* [Fragmento para leer]:
---

Al principio, la Fundación dictaba talleres de pintura, música y teatro. Los cursos eran gratuitos y los profesores eran estudiantes voluntarios de la Academia de Artes Guerrero de Bogotá. Como en el barrio no había un sitio adecuado donde trabajar, casi siempre se reunían en la cancha o en la calle. Con el paso del tiempo, el ambiente del barrio empezó a cambiar. Si bien, todas las semanas seguían los muertos, la escasez de agua y comida, ahora se respiraba distinto. Estaba naciendo una alternativa real para combatir la delincuencia. Entre semana, los niños alternaban sus tareas con los libretos y con las crayolas. Estaban, por fin, aprendiendo a soñar.

Pero la violencia continuaba. Los enfrentamientos entre bandas criminales eran frecuentes y un día empezaron las amenazas. El maestro Guerrero se había encargado de quitarle la carne de cañón a la guerra. Entonces, los dueños del barrio, encargados de las triquiñuelas y los abusos, se pusieron las pilas. Había que sacar a la Fundación de Bellavista.

Mary fue una de las afectadas. Desde el primer día asistió con determinación a los talleres. Era una negrita con una sonrisa encantadora. Le gustaba bailar. Tenía en la sangre el sabor del Pacífico y en la voz el eco desgarrado del mar. Mary y muchos otros niños no pudieron volver a los ensayos.

Como en el barrio no se podía trabajar, el maestro Guerrero decidió llevar los niños a Bogotá. Cada ocho días, se montaban en un bus contratado por la Fundación y llegaban a la Academia de Artes Guerrero. La logística era difícil, muchos no podían ir, se desmotivaron. Todos los sábados la Fundación tenía que garantizar el trasporte y la alimentación de casi 75 alumnos. Una cosa era salir de la casa a disfrutar y a aprender, ahí al lado, en su barrio, con su gente y otra, muy distinta, era ir hasta Bogotá, a dos horas de camino, compartir con niños extraños y volver cansados al atardecer. Esa metodología era complicada para todos.

---

* [Entradas tomadas de una colección]:
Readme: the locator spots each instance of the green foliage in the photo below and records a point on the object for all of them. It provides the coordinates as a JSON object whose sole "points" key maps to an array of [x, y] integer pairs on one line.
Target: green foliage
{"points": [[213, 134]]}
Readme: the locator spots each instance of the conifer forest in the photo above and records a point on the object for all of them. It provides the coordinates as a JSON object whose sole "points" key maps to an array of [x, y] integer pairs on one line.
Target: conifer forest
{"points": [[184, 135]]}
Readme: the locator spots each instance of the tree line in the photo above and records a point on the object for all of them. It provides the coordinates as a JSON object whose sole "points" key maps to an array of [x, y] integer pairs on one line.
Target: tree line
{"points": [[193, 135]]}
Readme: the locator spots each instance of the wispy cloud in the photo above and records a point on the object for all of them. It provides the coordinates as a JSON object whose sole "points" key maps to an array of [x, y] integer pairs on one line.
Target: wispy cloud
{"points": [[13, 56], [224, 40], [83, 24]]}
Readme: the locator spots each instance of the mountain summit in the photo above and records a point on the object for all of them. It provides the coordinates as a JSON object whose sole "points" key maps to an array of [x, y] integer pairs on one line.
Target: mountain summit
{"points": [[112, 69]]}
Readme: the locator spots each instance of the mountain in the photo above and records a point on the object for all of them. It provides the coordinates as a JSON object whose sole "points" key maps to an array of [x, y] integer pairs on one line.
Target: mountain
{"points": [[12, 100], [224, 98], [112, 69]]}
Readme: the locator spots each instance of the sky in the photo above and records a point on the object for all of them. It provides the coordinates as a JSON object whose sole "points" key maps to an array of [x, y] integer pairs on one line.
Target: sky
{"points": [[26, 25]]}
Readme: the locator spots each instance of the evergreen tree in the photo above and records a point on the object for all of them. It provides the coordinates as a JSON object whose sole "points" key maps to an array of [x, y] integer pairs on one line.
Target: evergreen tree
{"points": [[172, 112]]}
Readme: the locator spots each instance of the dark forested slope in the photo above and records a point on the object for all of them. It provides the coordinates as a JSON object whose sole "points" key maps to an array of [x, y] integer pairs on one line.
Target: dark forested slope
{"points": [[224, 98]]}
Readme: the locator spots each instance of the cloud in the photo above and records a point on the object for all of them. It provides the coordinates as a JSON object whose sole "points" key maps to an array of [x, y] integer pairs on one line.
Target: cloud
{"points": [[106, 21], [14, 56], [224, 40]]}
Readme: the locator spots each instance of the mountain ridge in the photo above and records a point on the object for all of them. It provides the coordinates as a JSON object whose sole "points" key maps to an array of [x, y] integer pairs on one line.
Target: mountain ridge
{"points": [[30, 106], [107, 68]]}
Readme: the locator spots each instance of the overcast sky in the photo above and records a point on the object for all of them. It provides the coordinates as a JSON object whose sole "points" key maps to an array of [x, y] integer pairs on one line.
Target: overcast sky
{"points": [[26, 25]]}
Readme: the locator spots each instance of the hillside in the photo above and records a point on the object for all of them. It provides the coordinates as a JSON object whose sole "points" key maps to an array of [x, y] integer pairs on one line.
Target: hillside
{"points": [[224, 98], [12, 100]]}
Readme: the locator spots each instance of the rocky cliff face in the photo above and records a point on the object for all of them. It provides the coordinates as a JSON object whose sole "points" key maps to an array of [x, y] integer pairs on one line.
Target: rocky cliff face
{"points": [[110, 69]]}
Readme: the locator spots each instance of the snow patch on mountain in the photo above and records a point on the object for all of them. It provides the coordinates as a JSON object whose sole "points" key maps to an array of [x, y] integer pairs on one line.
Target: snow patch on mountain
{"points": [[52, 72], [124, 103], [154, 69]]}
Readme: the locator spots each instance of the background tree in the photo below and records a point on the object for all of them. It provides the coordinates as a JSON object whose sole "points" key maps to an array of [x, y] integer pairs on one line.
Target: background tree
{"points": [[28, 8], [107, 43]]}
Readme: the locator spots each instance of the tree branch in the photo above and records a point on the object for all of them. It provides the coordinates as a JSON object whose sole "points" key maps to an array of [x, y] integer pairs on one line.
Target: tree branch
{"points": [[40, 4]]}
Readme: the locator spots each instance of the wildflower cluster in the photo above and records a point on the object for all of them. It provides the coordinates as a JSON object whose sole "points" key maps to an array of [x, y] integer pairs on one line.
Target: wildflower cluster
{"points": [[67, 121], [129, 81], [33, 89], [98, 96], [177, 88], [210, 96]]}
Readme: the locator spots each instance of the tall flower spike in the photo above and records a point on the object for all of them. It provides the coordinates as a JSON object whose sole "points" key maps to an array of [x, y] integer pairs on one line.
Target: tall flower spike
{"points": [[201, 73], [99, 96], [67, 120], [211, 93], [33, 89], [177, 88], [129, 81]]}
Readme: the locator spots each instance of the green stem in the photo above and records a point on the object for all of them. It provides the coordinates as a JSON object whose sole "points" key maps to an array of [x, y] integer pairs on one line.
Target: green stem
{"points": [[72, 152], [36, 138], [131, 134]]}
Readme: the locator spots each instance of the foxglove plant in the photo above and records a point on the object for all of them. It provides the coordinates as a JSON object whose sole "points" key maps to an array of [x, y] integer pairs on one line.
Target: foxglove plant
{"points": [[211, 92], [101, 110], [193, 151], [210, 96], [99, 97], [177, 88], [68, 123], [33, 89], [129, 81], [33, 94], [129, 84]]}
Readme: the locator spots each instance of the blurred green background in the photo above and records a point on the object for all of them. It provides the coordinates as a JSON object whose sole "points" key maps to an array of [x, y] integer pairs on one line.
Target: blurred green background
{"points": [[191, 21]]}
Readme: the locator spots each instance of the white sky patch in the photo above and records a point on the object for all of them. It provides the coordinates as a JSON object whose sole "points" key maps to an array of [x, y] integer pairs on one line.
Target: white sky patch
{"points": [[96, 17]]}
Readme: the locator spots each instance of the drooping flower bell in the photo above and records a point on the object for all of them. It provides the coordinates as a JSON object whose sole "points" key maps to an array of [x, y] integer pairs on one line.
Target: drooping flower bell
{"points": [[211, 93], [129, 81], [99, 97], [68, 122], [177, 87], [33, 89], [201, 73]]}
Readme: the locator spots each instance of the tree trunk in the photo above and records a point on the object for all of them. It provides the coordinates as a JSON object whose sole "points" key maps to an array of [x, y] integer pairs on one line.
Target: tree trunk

---

Reproduce el texto sobre la Fundación comenzando en "Mary fue una" y terminando en "a los ensayos.". Las entradas no intervienen en este ejercicio.

* [Espacio de respuesta]:
Mary fue una de las afectadas. Desde el primer día asistió con determinación a los talleres. Era una negrita con una sonrisa encantadora. Le gustaba bailar. Tenía en la sangre el sabor del Pacífico y en la voz el eco desgarrado del mar. Mary y muchos otros niños no pudieron volver a los ensayos.